### Required work
Within the listing below, please copy exactly the lines between the line holding "positive clicks: (710, 562)" and the line holding "positive clicks: (625, 237) (570, 281)", inclusive.

===== Information supplied

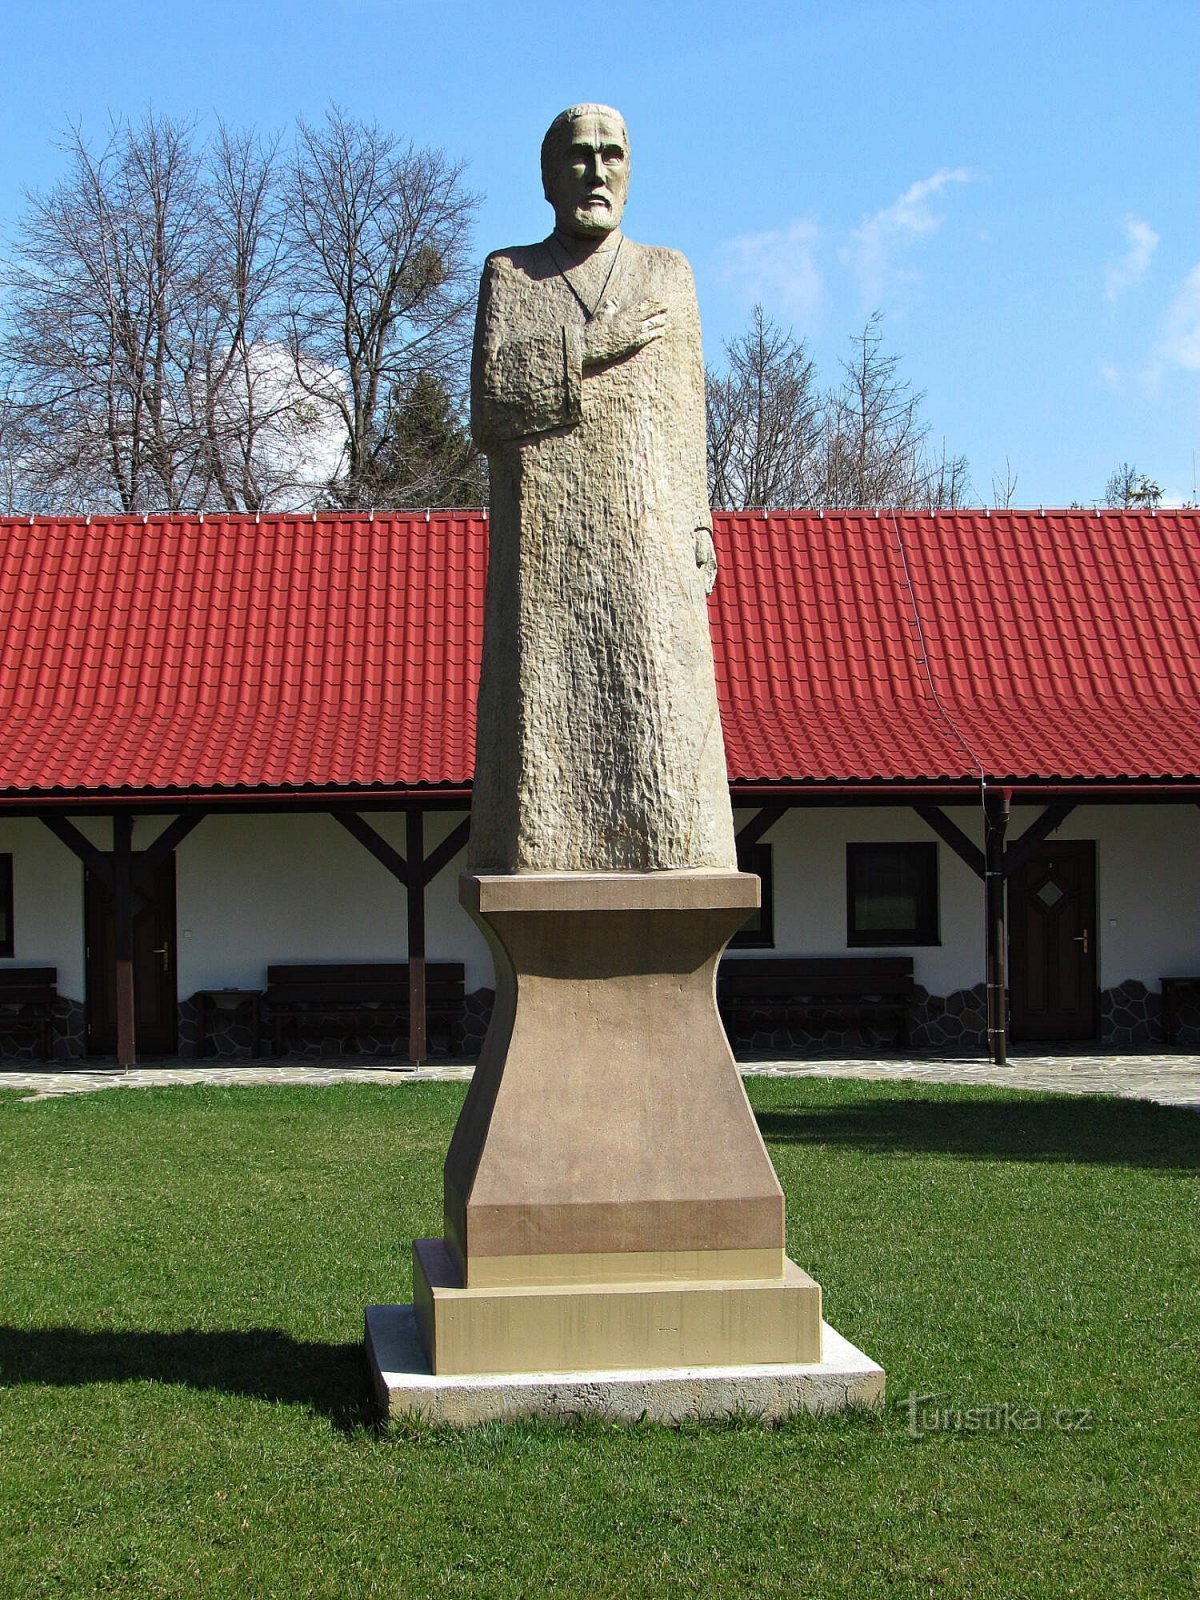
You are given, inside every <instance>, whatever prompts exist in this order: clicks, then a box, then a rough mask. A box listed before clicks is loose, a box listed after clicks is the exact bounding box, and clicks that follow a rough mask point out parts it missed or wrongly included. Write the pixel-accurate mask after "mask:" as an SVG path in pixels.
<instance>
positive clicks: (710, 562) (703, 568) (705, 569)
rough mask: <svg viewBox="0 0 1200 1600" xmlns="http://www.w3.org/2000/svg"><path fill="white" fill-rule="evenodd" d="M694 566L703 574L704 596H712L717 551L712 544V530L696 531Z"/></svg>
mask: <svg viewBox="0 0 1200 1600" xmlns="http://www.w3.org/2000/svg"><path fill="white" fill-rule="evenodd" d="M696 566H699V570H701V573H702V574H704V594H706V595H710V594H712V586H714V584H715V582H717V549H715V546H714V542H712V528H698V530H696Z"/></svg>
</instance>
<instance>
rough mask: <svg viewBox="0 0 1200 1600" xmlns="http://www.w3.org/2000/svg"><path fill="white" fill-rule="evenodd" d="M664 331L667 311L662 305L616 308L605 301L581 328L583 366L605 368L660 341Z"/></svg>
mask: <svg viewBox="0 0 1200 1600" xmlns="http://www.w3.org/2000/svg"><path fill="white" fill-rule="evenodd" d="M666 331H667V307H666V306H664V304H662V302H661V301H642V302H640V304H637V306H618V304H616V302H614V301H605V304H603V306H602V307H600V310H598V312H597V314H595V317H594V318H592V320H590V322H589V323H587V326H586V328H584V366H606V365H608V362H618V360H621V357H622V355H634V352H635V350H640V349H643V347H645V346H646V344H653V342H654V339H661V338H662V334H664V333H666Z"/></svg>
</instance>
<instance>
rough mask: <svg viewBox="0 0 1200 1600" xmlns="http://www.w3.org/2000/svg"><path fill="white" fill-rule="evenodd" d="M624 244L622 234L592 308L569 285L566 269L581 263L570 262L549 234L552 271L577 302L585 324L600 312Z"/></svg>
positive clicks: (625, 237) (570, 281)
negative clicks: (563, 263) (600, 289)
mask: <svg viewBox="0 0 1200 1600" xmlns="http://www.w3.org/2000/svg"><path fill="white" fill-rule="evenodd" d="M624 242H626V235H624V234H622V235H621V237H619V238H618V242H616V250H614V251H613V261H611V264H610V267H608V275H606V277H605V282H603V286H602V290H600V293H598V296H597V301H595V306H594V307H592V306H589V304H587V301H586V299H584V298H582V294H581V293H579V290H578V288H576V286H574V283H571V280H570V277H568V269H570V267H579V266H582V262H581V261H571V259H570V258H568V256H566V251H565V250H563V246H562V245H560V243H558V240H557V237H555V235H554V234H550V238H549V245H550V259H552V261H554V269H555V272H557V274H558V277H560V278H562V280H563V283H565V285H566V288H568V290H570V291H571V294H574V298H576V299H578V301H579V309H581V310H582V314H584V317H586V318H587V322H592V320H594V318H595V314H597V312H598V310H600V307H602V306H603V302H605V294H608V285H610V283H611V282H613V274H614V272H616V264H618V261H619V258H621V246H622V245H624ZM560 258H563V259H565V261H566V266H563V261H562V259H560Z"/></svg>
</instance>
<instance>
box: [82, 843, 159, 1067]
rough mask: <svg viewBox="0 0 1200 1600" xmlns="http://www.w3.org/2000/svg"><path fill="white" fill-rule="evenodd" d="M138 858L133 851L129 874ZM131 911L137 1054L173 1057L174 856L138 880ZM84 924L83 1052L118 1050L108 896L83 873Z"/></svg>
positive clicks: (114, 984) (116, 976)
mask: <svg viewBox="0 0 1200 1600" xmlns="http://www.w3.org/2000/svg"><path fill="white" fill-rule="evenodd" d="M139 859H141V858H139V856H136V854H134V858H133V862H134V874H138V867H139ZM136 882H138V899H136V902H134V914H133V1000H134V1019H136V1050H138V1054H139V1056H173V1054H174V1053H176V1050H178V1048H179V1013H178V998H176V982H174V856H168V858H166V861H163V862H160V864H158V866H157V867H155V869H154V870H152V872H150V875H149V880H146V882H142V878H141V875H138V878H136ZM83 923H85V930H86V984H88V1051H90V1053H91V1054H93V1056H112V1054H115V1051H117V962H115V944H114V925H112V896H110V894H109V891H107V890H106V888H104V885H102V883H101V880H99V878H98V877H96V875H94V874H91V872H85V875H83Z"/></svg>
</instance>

==========

### Output for this exercise
positive clicks: (710, 562) (703, 568) (705, 569)
rough mask: <svg viewBox="0 0 1200 1600" xmlns="http://www.w3.org/2000/svg"><path fill="white" fill-rule="evenodd" d="M694 566L703 574L704 596H712L717 551L712 544V530L696 531Z"/></svg>
mask: <svg viewBox="0 0 1200 1600" xmlns="http://www.w3.org/2000/svg"><path fill="white" fill-rule="evenodd" d="M696 566H699V570H701V573H702V574H704V594H706V595H710V594H712V586H714V584H715V582H717V549H715V546H714V542H712V528H698V530H696Z"/></svg>
</instance>
<instance>
rough mask: <svg viewBox="0 0 1200 1600" xmlns="http://www.w3.org/2000/svg"><path fill="white" fill-rule="evenodd" d="M664 331L667 311L662 305L616 308L605 301L581 328L583 366L605 368L660 341Z"/></svg>
mask: <svg viewBox="0 0 1200 1600" xmlns="http://www.w3.org/2000/svg"><path fill="white" fill-rule="evenodd" d="M666 331H667V307H666V306H664V304H662V302H661V301H642V302H640V304H637V306H618V304H616V302H614V301H605V304H603V306H602V307H600V310H598V312H597V314H595V317H594V318H592V320H590V322H589V323H587V326H586V328H584V366H606V365H608V362H618V360H621V357H622V355H634V352H635V350H640V349H643V347H645V346H646V344H653V342H654V339H661V338H662V334H664V333H666Z"/></svg>
</instance>
<instance>
rough mask: <svg viewBox="0 0 1200 1600" xmlns="http://www.w3.org/2000/svg"><path fill="white" fill-rule="evenodd" d="M624 244L622 234L592 308L569 285L566 269L581 263L570 262L549 234L552 271L577 302L585 324L600 312Z"/></svg>
positive clicks: (625, 237) (570, 281)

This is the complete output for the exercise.